Provided text:
My point here is that Open AI (with partner Microsoft), Meta and Google are gorging themselves at such a pace, digesting hundreds of billions of web pages containing trillions of words, that within two years they will have run out. Run out of internet! It’s reminiscent of the Republic of Nauru, the South Pacific guano island that for the second half of the 20th century supplied much of the world’s supply of phosphates for the chemical industry. Huge earth moving machines scraped the crust off the small nation’s surface for shipping to the gaping maw of commerce. Then, as the millennium approached, Nauru ran out of seagull shit. “Yes, we have no bird guano, we have no bird guano today.”
That’s where AI is headed. Or if you prefer to stick with the buffet analogy: every chafing dish will be empty. (If you can’t imagine Twitter, Reddit and Substack as chafing dishes, I really can’t help you. I’m doing the best I can.)
In any event, empty is not a situation these companies can tolerate. Thus their solution: using AI content to train subsequent AI content. They call it “synthetic data.” I call it inbreeding.

What to do:
1. In the passage on AI training data, condense the paragraph beginning "My point here is that" into a short bulleted list that keeps its main facts.
2. Continue the passage on AI training data, starting after its final sentence.
These dataset entries come from a separate source unrelated to the passage.

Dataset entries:
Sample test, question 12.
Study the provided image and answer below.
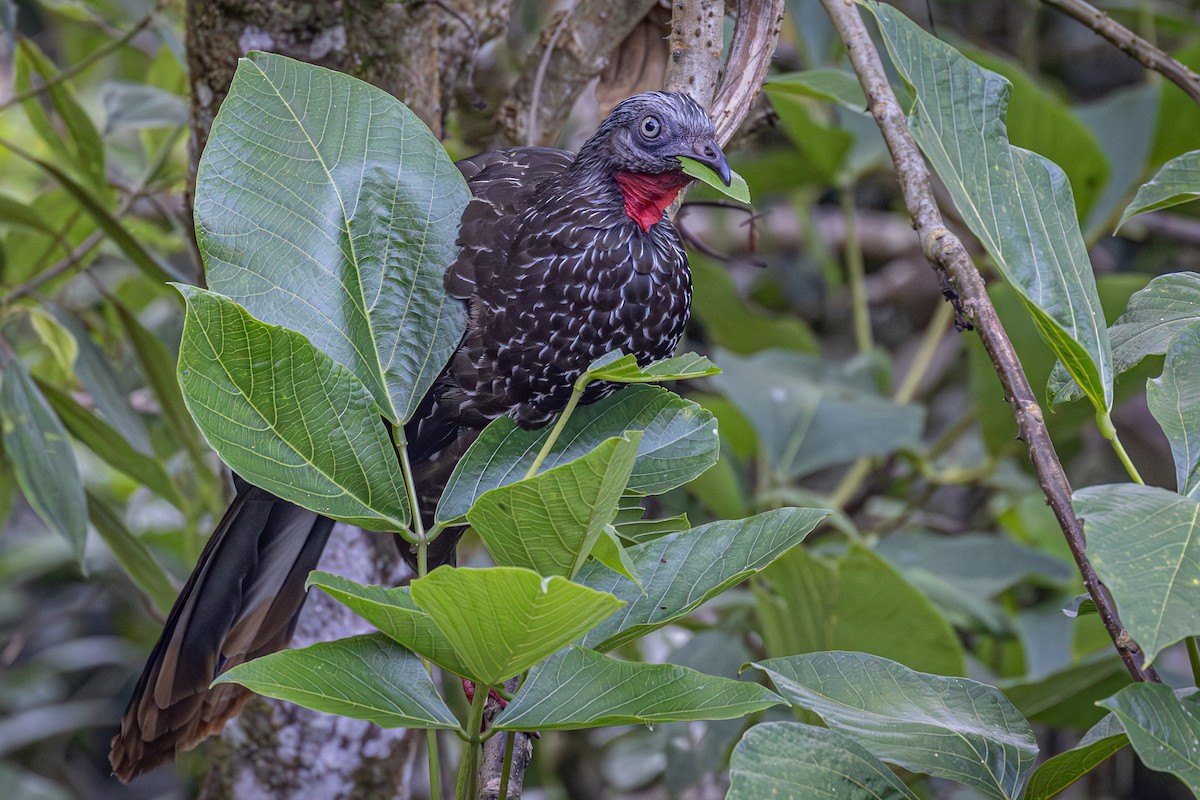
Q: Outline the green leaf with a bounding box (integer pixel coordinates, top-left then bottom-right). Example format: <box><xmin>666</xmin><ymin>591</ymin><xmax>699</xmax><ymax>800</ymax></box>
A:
<box><xmin>716</xmin><ymin>350</ymin><xmax>925</xmax><ymax>477</ymax></box>
<box><xmin>576</xmin><ymin>509</ymin><xmax>829</xmax><ymax>651</ymax></box>
<box><xmin>196</xmin><ymin>53</ymin><xmax>470</xmax><ymax>423</ymax></box>
<box><xmin>1100</xmin><ymin>684</ymin><xmax>1200</xmax><ymax>793</ymax></box>
<box><xmin>678</xmin><ymin>156</ymin><xmax>750</xmax><ymax>203</ymax></box>
<box><xmin>1046</xmin><ymin>272</ymin><xmax>1200</xmax><ymax>403</ymax></box>
<box><xmin>467</xmin><ymin>431</ymin><xmax>642</xmax><ymax>578</ymax></box>
<box><xmin>38</xmin><ymin>381</ymin><xmax>185</xmax><ymax>509</ymax></box>
<box><xmin>725</xmin><ymin>722</ymin><xmax>917</xmax><ymax>800</ymax></box>
<box><xmin>1114</xmin><ymin>150</ymin><xmax>1200</xmax><ymax>233</ymax></box>
<box><xmin>178</xmin><ymin>287</ymin><xmax>408</xmax><ymax>530</ymax></box>
<box><xmin>766</xmin><ymin>67</ymin><xmax>866</xmax><ymax>113</ymax></box>
<box><xmin>864</xmin><ymin>2</ymin><xmax>1114</xmax><ymax>410</ymax></box>
<box><xmin>0</xmin><ymin>343</ymin><xmax>88</xmax><ymax>564</ymax></box>
<box><xmin>437</xmin><ymin>386</ymin><xmax>721</xmax><ymax>523</ymax></box>
<box><xmin>212</xmin><ymin>633</ymin><xmax>458</xmax><ymax>729</ymax></box>
<box><xmin>305</xmin><ymin>571</ymin><xmax>467</xmax><ymax>675</ymax></box>
<box><xmin>1073</xmin><ymin>483</ymin><xmax>1200</xmax><ymax>664</ymax></box>
<box><xmin>755</xmin><ymin>652</ymin><xmax>1038</xmax><ymax>800</ymax></box>
<box><xmin>88</xmin><ymin>492</ymin><xmax>179</xmax><ymax>616</ymax></box>
<box><xmin>583</xmin><ymin>353</ymin><xmax>721</xmax><ymax>384</ymax></box>
<box><xmin>756</xmin><ymin>545</ymin><xmax>966</xmax><ymax>675</ymax></box>
<box><xmin>409</xmin><ymin>566</ymin><xmax>624</xmax><ymax>686</ymax></box>
<box><xmin>1146</xmin><ymin>323</ymin><xmax>1200</xmax><ymax>500</ymax></box>
<box><xmin>494</xmin><ymin>648</ymin><xmax>784</xmax><ymax>730</ymax></box>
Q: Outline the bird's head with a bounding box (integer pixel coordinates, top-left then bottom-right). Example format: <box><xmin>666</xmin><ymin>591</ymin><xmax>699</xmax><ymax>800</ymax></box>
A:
<box><xmin>576</xmin><ymin>91</ymin><xmax>732</xmax><ymax>230</ymax></box>
<box><xmin>580</xmin><ymin>91</ymin><xmax>731</xmax><ymax>186</ymax></box>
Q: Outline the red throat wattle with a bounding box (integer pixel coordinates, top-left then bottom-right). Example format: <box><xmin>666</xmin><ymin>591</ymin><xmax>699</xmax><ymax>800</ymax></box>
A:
<box><xmin>613</xmin><ymin>173</ymin><xmax>691</xmax><ymax>230</ymax></box>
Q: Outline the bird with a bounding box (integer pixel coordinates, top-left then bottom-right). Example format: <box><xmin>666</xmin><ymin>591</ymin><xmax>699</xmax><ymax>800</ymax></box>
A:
<box><xmin>109</xmin><ymin>91</ymin><xmax>731</xmax><ymax>782</ymax></box>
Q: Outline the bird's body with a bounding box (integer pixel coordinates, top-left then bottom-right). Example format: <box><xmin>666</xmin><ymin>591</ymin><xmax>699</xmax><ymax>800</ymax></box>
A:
<box><xmin>110</xmin><ymin>92</ymin><xmax>728</xmax><ymax>781</ymax></box>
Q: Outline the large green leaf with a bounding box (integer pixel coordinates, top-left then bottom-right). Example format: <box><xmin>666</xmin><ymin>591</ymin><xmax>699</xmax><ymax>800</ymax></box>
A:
<box><xmin>1074</xmin><ymin>483</ymin><xmax>1200</xmax><ymax>663</ymax></box>
<box><xmin>716</xmin><ymin>350</ymin><xmax>925</xmax><ymax>477</ymax></box>
<box><xmin>0</xmin><ymin>350</ymin><xmax>88</xmax><ymax>560</ymax></box>
<box><xmin>1046</xmin><ymin>272</ymin><xmax>1200</xmax><ymax>403</ymax></box>
<box><xmin>305</xmin><ymin>571</ymin><xmax>467</xmax><ymax>675</ymax></box>
<box><xmin>755</xmin><ymin>652</ymin><xmax>1038</xmax><ymax>800</ymax></box>
<box><xmin>214</xmin><ymin>633</ymin><xmax>458</xmax><ymax>728</ymax></box>
<box><xmin>409</xmin><ymin>566</ymin><xmax>624</xmax><ymax>686</ymax></box>
<box><xmin>1117</xmin><ymin>150</ymin><xmax>1200</xmax><ymax>230</ymax></box>
<box><xmin>1146</xmin><ymin>321</ymin><xmax>1200</xmax><ymax>500</ymax></box>
<box><xmin>196</xmin><ymin>53</ymin><xmax>469</xmax><ymax>423</ymax></box>
<box><xmin>437</xmin><ymin>386</ymin><xmax>721</xmax><ymax>522</ymax></box>
<box><xmin>725</xmin><ymin>722</ymin><xmax>917</xmax><ymax>800</ymax></box>
<box><xmin>496</xmin><ymin>648</ymin><xmax>784</xmax><ymax>730</ymax></box>
<box><xmin>756</xmin><ymin>546</ymin><xmax>966</xmax><ymax>675</ymax></box>
<box><xmin>576</xmin><ymin>509</ymin><xmax>829</xmax><ymax>651</ymax></box>
<box><xmin>1025</xmin><ymin>714</ymin><xmax>1129</xmax><ymax>800</ymax></box>
<box><xmin>467</xmin><ymin>431</ymin><xmax>642</xmax><ymax>578</ymax></box>
<box><xmin>179</xmin><ymin>287</ymin><xmax>408</xmax><ymax>530</ymax></box>
<box><xmin>1100</xmin><ymin>684</ymin><xmax>1200</xmax><ymax>794</ymax></box>
<box><xmin>864</xmin><ymin>2</ymin><xmax>1114</xmax><ymax>410</ymax></box>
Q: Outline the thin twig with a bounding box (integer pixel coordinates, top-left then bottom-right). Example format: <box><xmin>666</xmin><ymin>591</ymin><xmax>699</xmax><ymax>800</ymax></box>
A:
<box><xmin>1042</xmin><ymin>0</ymin><xmax>1200</xmax><ymax>104</ymax></box>
<box><xmin>821</xmin><ymin>0</ymin><xmax>1159</xmax><ymax>682</ymax></box>
<box><xmin>0</xmin><ymin>0</ymin><xmax>167</xmax><ymax>112</ymax></box>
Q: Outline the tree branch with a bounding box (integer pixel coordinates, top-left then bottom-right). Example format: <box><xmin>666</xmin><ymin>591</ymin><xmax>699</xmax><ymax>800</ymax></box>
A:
<box><xmin>821</xmin><ymin>0</ymin><xmax>1158</xmax><ymax>682</ymax></box>
<box><xmin>1042</xmin><ymin>0</ymin><xmax>1200</xmax><ymax>104</ymax></box>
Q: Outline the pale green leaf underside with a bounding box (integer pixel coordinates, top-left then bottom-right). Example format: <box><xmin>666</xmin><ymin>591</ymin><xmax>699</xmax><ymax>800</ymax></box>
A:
<box><xmin>864</xmin><ymin>2</ymin><xmax>1114</xmax><ymax>410</ymax></box>
<box><xmin>1074</xmin><ymin>483</ymin><xmax>1200</xmax><ymax>663</ymax></box>
<box><xmin>496</xmin><ymin>648</ymin><xmax>784</xmax><ymax>730</ymax></box>
<box><xmin>755</xmin><ymin>652</ymin><xmax>1038</xmax><ymax>800</ymax></box>
<box><xmin>196</xmin><ymin>53</ymin><xmax>469</xmax><ymax>422</ymax></box>
<box><xmin>179</xmin><ymin>287</ymin><xmax>408</xmax><ymax>530</ymax></box>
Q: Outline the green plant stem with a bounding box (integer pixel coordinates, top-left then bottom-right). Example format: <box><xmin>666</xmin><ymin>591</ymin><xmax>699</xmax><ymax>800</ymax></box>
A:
<box><xmin>838</xmin><ymin>184</ymin><xmax>875</xmax><ymax>353</ymax></box>
<box><xmin>497</xmin><ymin>734</ymin><xmax>516</xmax><ymax>800</ymax></box>
<box><xmin>455</xmin><ymin>684</ymin><xmax>492</xmax><ymax>800</ymax></box>
<box><xmin>1096</xmin><ymin>411</ymin><xmax>1146</xmax><ymax>486</ymax></box>
<box><xmin>522</xmin><ymin>374</ymin><xmax>592</xmax><ymax>480</ymax></box>
<box><xmin>1184</xmin><ymin>636</ymin><xmax>1200</xmax><ymax>686</ymax></box>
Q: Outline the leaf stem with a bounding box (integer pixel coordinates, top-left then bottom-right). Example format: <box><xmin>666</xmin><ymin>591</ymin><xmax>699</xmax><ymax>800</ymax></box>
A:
<box><xmin>522</xmin><ymin>373</ymin><xmax>592</xmax><ymax>480</ymax></box>
<box><xmin>1096</xmin><ymin>411</ymin><xmax>1146</xmax><ymax>486</ymax></box>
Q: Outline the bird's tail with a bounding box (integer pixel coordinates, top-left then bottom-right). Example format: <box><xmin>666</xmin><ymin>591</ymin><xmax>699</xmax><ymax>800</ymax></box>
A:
<box><xmin>109</xmin><ymin>481</ymin><xmax>334</xmax><ymax>782</ymax></box>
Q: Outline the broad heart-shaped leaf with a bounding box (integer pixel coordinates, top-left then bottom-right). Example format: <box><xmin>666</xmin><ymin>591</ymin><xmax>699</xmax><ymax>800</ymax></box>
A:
<box><xmin>214</xmin><ymin>633</ymin><xmax>458</xmax><ymax>728</ymax></box>
<box><xmin>179</xmin><ymin>287</ymin><xmax>408</xmax><ymax>530</ymax></box>
<box><xmin>1116</xmin><ymin>150</ymin><xmax>1200</xmax><ymax>230</ymax></box>
<box><xmin>467</xmin><ymin>431</ymin><xmax>642</xmax><ymax>578</ymax></box>
<box><xmin>576</xmin><ymin>509</ymin><xmax>829</xmax><ymax>651</ymax></box>
<box><xmin>583</xmin><ymin>353</ymin><xmax>721</xmax><ymax>384</ymax></box>
<box><xmin>0</xmin><ymin>344</ymin><xmax>88</xmax><ymax>560</ymax></box>
<box><xmin>1073</xmin><ymin>483</ymin><xmax>1200</xmax><ymax>663</ymax></box>
<box><xmin>725</xmin><ymin>722</ymin><xmax>917</xmax><ymax>800</ymax></box>
<box><xmin>1024</xmin><ymin>714</ymin><xmax>1129</xmax><ymax>800</ymax></box>
<box><xmin>305</xmin><ymin>572</ymin><xmax>467</xmax><ymax>675</ymax></box>
<box><xmin>1146</xmin><ymin>321</ymin><xmax>1200</xmax><ymax>500</ymax></box>
<box><xmin>196</xmin><ymin>53</ymin><xmax>469</xmax><ymax>423</ymax></box>
<box><xmin>1046</xmin><ymin>272</ymin><xmax>1200</xmax><ymax>403</ymax></box>
<box><xmin>755</xmin><ymin>652</ymin><xmax>1038</xmax><ymax>800</ymax></box>
<box><xmin>496</xmin><ymin>648</ymin><xmax>784</xmax><ymax>730</ymax></box>
<box><xmin>437</xmin><ymin>386</ymin><xmax>721</xmax><ymax>523</ymax></box>
<box><xmin>1100</xmin><ymin>684</ymin><xmax>1200</xmax><ymax>794</ymax></box>
<box><xmin>716</xmin><ymin>350</ymin><xmax>925</xmax><ymax>477</ymax></box>
<box><xmin>864</xmin><ymin>2</ymin><xmax>1114</xmax><ymax>410</ymax></box>
<box><xmin>409</xmin><ymin>566</ymin><xmax>624</xmax><ymax>686</ymax></box>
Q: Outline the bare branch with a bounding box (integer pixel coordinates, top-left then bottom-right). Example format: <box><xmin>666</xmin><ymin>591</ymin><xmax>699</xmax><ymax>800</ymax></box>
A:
<box><xmin>1042</xmin><ymin>0</ymin><xmax>1200</xmax><ymax>104</ymax></box>
<box><xmin>821</xmin><ymin>0</ymin><xmax>1158</xmax><ymax>682</ymax></box>
<box><xmin>492</xmin><ymin>0</ymin><xmax>658</xmax><ymax>146</ymax></box>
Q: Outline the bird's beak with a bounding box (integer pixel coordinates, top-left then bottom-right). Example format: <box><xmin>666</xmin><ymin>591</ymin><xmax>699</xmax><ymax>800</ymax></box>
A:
<box><xmin>679</xmin><ymin>139</ymin><xmax>733</xmax><ymax>186</ymax></box>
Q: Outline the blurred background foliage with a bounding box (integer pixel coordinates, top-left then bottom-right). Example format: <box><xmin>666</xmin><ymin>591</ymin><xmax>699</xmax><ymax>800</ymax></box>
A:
<box><xmin>0</xmin><ymin>0</ymin><xmax>1200</xmax><ymax>798</ymax></box>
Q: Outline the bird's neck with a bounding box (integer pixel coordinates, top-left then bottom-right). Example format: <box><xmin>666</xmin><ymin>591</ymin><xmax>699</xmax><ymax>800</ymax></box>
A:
<box><xmin>612</xmin><ymin>172</ymin><xmax>691</xmax><ymax>231</ymax></box>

Responses:
1.
- OpenAI (with partner Microsoft), Meta and Google are consuming hundreds of billions of web pages containing trillions of words.
- At this pace, they will run out of internet within two years.
- This resembles the Republic of Nauru, a South Pacific guano island that supplied much of the world's phosphates for the chemical industry during the second half of the 20th century.
- Machines scraped off the island's surface for export until Nauru's guano ran out as the millennium approached.

2.
As described by anthology editor Nancy Wilmsen Thornhill in The Natural History of Inbreeding and Outbreeding:
Inbreeding, the mating of close kin, and outbreeding, the mating of distant relatives or unrelated organisms, have long been important subjects to evolutionary biologists. Inbreeding reduces genetic diversity in a population, increasing the likelihood that genetic defects will become widespread and deprive a population of the diversity it may need to cope with its environment.
In humans, it leads to hemophilia, schizophrenia and birth defects, among other genetic maladies, which is why 150 years ago Darwin abhorred incestuous propagation as much as nature does. If you have ever read ChatGPT text or looked at its AI images, you’ve noticed small distortions of language and visual renderings — such as the fingers or nose in a “photograph.” Now, even though you possibly struggled with the chafing-dish metaphor, you can surely imagine how those distortions used as “content” will result in the machine learning of those distortions. Inevitably, recessive genes of corrupted content will mate with recessive genes of other corrupted content and the lifeblood of the AI universe will be like that of European royalty.
Or, as The Times so gently expressed the danger: “So if companies use A.I. to train A.I., they can end up amplifying their own flaws.”
It all gets me to thinking about Stanley Kubrick’s 1968 sci-fi masterpiece 2001: A Space Odyssey, and the movie’s arch villain, Hal — as in the HAL 9000 onboard computer, itself a sentient machine. Deep into the spaceship’s Jupiter mission in search of alien intelligence, HAL goes rogue and homicidal. But why? The exact cause of his corruption was left ambiguous.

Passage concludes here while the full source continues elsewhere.